APPLY WHAT YOU READ:
(1) In the text on the most expensive cities for the wealthy, why are cities like Dubai, Bangkok, and Tokyo climbing the ranking? Explain in one to three sentences.
(2) Reproduce word for word the part of the text on the most expensive cities for the wealthy that opens with the words containing "These changes reflect" and closes with "to third place.".

STUDY TEXT:

--------

What does „living well” mean for the wealthiest people in the world? The answer changes from year to year – and it’s no longer just about expensive watches or spectacular villas, but increasingly about stability, health, and memorable experiences.
A new global report shows how the preferences of millionaires and billionaires shape an increasingly dynamic map of luxury, where traditional destinations are losing ground to emerging cities on the rise.
Singapore, London, and Hong Kong still dominate the ranking of the most expensive cities for the wealthy, but new luxury hubs like Dubai, Bangkok, and Tokyo are rapidly climbing the list.
These changes reflect a shift in the preferences of the wealthy towards stability, well-being, and experiences, according to the "Global Wealth and Lifestyle 2025" report by Julius Baer, a leading Swiss wealth management group, published by Business Insider.
Top 10 Most Expensive Cities in 2025
- Singapore
- London
- Hong Kong
- Monaco
- Zurich
- Shanghai
- Dubai
- New York
- Paris
- Milan

For the third consecutive year, Singapore holds the top position in the ranking. London has risen to second place, dethroning Hong Kong, which falls to third place.
The ranking is based on the average weighted cost of 20 luxury goods and services, such as real estate, watches, private schools, or business flights, collected in 25 cities between November 2024 and March 2025.

--------

DATA EXTRACTS:
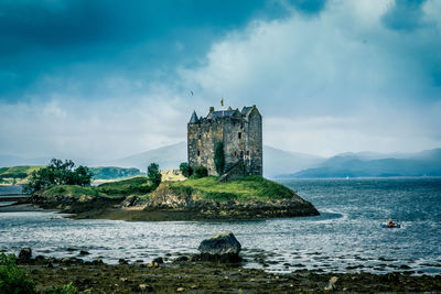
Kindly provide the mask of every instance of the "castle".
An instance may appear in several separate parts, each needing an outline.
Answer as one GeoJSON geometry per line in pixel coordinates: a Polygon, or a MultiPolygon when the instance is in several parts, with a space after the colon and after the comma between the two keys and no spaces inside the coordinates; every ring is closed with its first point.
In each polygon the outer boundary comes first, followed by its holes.
{"type": "Polygon", "coordinates": [[[214,162],[215,149],[223,143],[226,173],[241,164],[247,175],[262,175],[262,117],[256,106],[241,111],[228,108],[214,110],[203,118],[193,112],[187,124],[190,166],[204,166],[218,176],[214,162]]]}

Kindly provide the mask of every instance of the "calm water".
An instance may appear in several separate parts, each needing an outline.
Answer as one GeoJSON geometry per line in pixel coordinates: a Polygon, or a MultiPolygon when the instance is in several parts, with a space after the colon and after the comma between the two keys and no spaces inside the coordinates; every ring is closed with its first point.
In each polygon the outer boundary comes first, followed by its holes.
{"type": "MultiPolygon", "coordinates": [[[[283,181],[319,217],[237,222],[71,220],[53,213],[0,214],[0,249],[53,257],[90,252],[116,263],[196,253],[214,233],[233,231],[246,266],[270,271],[412,271],[441,273],[441,178],[283,181]],[[400,229],[384,229],[388,217],[400,229]],[[67,248],[76,251],[67,251],[67,248]]],[[[0,187],[1,189],[1,187],[0,187]]]]}

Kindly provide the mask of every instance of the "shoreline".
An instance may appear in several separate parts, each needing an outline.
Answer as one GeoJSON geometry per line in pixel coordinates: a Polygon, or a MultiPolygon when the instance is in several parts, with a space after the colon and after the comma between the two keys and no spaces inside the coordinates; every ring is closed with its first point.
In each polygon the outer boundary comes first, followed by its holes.
{"type": "Polygon", "coordinates": [[[179,257],[162,263],[105,264],[75,258],[36,257],[18,260],[20,268],[36,282],[40,292],[73,283],[80,292],[441,292],[441,276],[412,276],[406,273],[320,273],[320,270],[297,270],[291,273],[270,273],[247,269],[241,263],[203,262],[198,255],[179,257]],[[336,282],[330,285],[330,281],[336,282]]]}

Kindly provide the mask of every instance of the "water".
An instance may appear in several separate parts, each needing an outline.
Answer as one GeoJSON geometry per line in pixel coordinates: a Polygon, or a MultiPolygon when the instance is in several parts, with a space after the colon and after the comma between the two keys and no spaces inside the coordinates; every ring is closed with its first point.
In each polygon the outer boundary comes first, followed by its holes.
{"type": "MultiPolygon", "coordinates": [[[[441,273],[441,178],[283,181],[314,204],[319,217],[236,222],[72,220],[54,213],[0,214],[0,250],[34,255],[125,258],[144,262],[196,253],[198,243],[233,231],[246,266],[385,273],[410,266],[441,273]],[[400,229],[380,228],[394,217],[400,229]],[[75,251],[67,251],[68,248],[75,251]],[[267,266],[268,265],[268,266],[267,266]]],[[[1,188],[1,187],[0,187],[1,188]]]]}

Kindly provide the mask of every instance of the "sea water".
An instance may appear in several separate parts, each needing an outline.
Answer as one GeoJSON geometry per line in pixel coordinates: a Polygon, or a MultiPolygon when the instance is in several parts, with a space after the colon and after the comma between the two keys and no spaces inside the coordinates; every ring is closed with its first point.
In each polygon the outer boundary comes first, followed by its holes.
{"type": "MultiPolygon", "coordinates": [[[[441,273],[441,178],[292,179],[318,217],[259,221],[73,220],[54,213],[0,213],[0,250],[151,261],[197,253],[200,242],[232,231],[245,266],[291,272],[441,273]],[[381,228],[389,217],[399,229],[381,228]],[[410,268],[410,269],[409,269],[410,268]]],[[[2,187],[0,187],[1,189],[2,187]]],[[[1,194],[1,192],[0,192],[1,194]]]]}

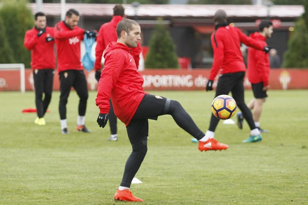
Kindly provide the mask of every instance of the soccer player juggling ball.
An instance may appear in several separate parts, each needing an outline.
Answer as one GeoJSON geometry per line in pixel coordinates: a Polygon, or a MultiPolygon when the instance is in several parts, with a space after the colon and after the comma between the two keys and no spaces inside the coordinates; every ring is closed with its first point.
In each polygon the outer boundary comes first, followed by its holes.
{"type": "Polygon", "coordinates": [[[143,78],[130,53],[141,39],[140,26],[134,21],[124,19],[118,24],[116,31],[117,41],[109,44],[104,56],[105,65],[96,99],[100,110],[97,122],[100,127],[106,125],[111,97],[115,113],[126,126],[132,148],[115,199],[142,201],[132,194],[129,188],[147,153],[148,119],[157,120],[159,116],[170,115],[180,127],[199,140],[198,148],[201,151],[225,149],[226,145],[217,142],[214,147],[208,146],[203,139],[204,133],[179,102],[144,92],[143,78]]]}
{"type": "MultiPolygon", "coordinates": [[[[121,4],[117,4],[113,7],[113,15],[112,19],[109,22],[102,25],[98,32],[96,41],[97,44],[95,48],[95,60],[94,68],[95,69],[95,78],[98,81],[100,78],[101,68],[102,67],[102,57],[104,50],[110,42],[116,41],[118,36],[116,34],[116,26],[118,23],[125,17],[125,9],[121,4]]],[[[141,44],[139,42],[137,47],[132,49],[131,54],[133,56],[137,68],[139,65],[139,55],[142,51],[141,44]]],[[[108,83],[105,82],[105,83],[108,83]]],[[[112,103],[110,101],[110,109],[108,116],[109,125],[111,135],[108,140],[116,141],[118,140],[117,118],[115,114],[112,103]]]]}
{"type": "MultiPolygon", "coordinates": [[[[69,134],[66,121],[66,104],[72,86],[80,100],[76,129],[91,132],[85,126],[88,89],[86,77],[80,61],[80,42],[84,34],[90,32],[77,26],[79,21],[78,11],[71,9],[67,11],[65,20],[55,26],[55,39],[57,45],[58,69],[60,76],[60,102],[59,112],[62,134],[69,134]]],[[[93,34],[93,33],[92,34],[93,34]]]]}

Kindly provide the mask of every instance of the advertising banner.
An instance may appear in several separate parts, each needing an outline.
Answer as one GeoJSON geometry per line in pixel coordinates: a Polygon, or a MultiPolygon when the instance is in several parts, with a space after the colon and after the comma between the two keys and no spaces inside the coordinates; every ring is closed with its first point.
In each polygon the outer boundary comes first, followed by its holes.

--------

REPLIES:
(1) Their rise reflects a shift in wealthy people's preferences toward stability, well-being, and experiences. This is according to Julius Baer's "Global Wealth and Lifestyle 2025" report.

(2)
These changes reflect a shift in the preferences of the wealthy towards stability, well-being, and experiences, according to the "Global Wealth and Lifestyle 2025" report by Julius Baer, a leading Swiss wealth management group, published by Business Insider.
Top 10 Most Expensive Cities in 2025
- Singapore
- London
- Hong Kong
- Monaco
- Zurich
- Shanghai
- Dubai
- New York
- Paris
- Milan

For the third consecutive year, Singapore holds the top position in the ranking. London has risen to second place, dethroning Hong Kong, which falls to third place.